◆ **Source passage**
Superior Fertilizer & Chemical, Inc. v. Warren

292 S.E.2d 430 | Ga. Ct. App. | 1982

162 Ga. App. 595 (1982)
292 S.E.2d 430

SUPERIOR FERTILIZER & CHEMICAL, INC.
v.
WARREN.

63809.

Court of Appeals of Georgia.

Decided June 16, 1982.

Hoke Smith III, for appellant.

N. Dale English, for appellee.

BIRDSONG, Judge.

Long Arm Jurisdiction — Open Account. Charles Warren d/b/a Warren Farms, jointly farmed acreage with a partner (sharecropper) in Lee County, Florida. Warren himself is a long time and permanent resident of Cook County, Georgia. Over a period of several years antecedent to April 1977, Warren purchased fertilizer and chemical products for use on his farm in Lee County, Florida. Apparently because of economic reversals, Warren became seriously delinquent in payments on an open account with Superior Fertilizer and Chemical, Inc. It is uncontested that in April 1977, Superior obtained *596 a $50,697.12 judgment (in default) against Warren in the Circuit Court of the Thirteenth Judicial Circuit of Florida located in Hillsborough County, Florida, the county in which Superior maintained its place of business. Over the next two years, Warren made numerous payments on the judgment amounting to $32,500 reducing the judgment indebtedness to $18,670.61. Warren made no further payments after 1978 on the judgment or open account upon which the judgment was based. Superior then brought the present suit in Cook County seeking to perfect its Florida judgment against Warren in Cook County. Warren defended by asserting that the Florida court in Hillsborough County lacked jurisdiction and venue over his person. Superior amended its complaint to allege a second count seeking recovery on the theory of open account. Warren acknowledged the indebtedness but maintained that the suit was filed over four years after the last entry on the open account and thus the complaint on open account was barred by the running of the statute of limitations. While Superior introduced without objection the entire default judgment from the Florida court, it never presented as evidence any of the Florida statutes supporting the exercise of the Florida Long Arm Statute. The trial court granted a directed verdict to Warren in relation to the perfection of the Florida default judgment and submitted as the sole issue to the jury on the open account the question whether a new agreement existed between the parties so as to toll the statute of limitations. The jury returned a verdict in favor of Warren. Superior brings this appeal enumerating as error the direction of the verdict in favor of Warren. Held:

Superior enumerates as error the finding by the trial court that the Florida court did not have jurisdiction over Warren under the Long Arm Statute; that the Florida court did not have venue over Warren; that the court erroneously applied the provisions of the Georgia Long Arm Statute; and the trial court erred in failing to grant full faith and credit to the Florida judgment. Each of these enumerations stands or falls upon whether the appellant properly proved the Florida judgment.

◆ **Dataset entries**
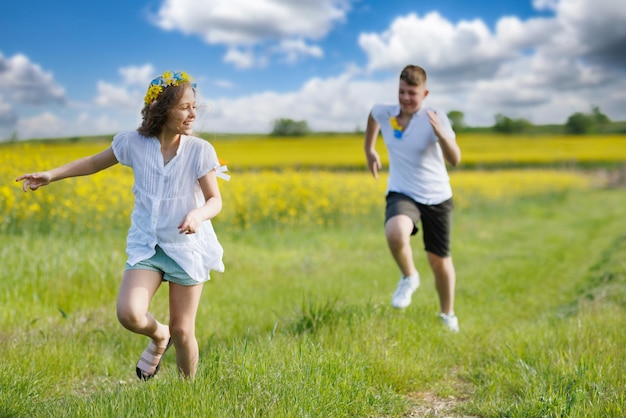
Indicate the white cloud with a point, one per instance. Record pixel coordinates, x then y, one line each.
225 84
436 44
24 82
111 95
333 104
249 23
140 76
293 49
242 59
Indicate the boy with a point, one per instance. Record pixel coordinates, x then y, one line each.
419 142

◆ **Work required**
According to the court opinion, to what amount did Warren's payments reduce the judgment indebtedness? The records come from a source separate from the court opinion.

◆ **Full solution**
$18,670.61